[[ Selected text open ]]

Fleming dismissed the need for non-theistic chaplains by pointing out that less than one percent of service members identify themselves as "atheists." However, that number of self-identified atheists is larger than the number of Jews, the number of Buddhists, the number of Muslims, and the number of Hindus in the U.S. military. Yet, all those other groups have their own chaplains in the military.

Over 22% of U.S. military personnel are listed as "No Religious Preference." A good percentage of them are probably atheists. Some atheists choose to remain vague about their lack of belief in deities in order to avoid hostility from the religious majority. Also, it is very well-documented that some recruiters will put "No Rel Pref" on a recruit's paperwork even when the recruit clearly asked to be listed "Atheist." (That's a serious matter because listing oneself as "No Rel Pref" when "Atheist" would be more accurate can create problems for the family if something tragic does happen.)

[[ Selected text closed ]]
[[ Material supplied open ]]

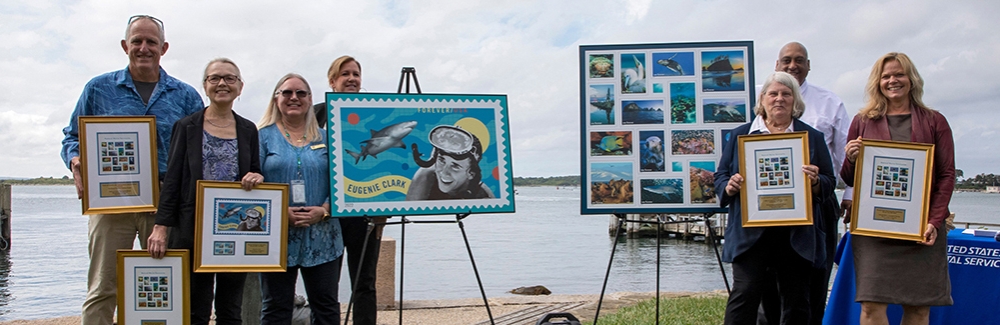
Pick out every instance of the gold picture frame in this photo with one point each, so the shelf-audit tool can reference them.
(771, 166)
(118, 164)
(241, 231)
(150, 289)
(892, 183)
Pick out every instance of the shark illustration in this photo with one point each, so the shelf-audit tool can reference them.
(231, 212)
(381, 140)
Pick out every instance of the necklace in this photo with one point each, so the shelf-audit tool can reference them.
(775, 129)
(289, 136)
(219, 126)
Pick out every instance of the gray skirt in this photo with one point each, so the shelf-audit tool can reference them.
(902, 272)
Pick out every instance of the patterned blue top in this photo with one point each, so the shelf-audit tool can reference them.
(114, 93)
(218, 158)
(319, 243)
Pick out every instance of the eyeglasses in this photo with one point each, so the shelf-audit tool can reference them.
(155, 20)
(287, 93)
(230, 79)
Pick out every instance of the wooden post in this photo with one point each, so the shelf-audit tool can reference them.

[[ Material supplied closed ]]

Work instructions. In the text about military chaplains, what share of U.S. military personnel are listed as "No Religious Preference"? Answer from the text about military chaplains alone.

Answer space. Over 22%.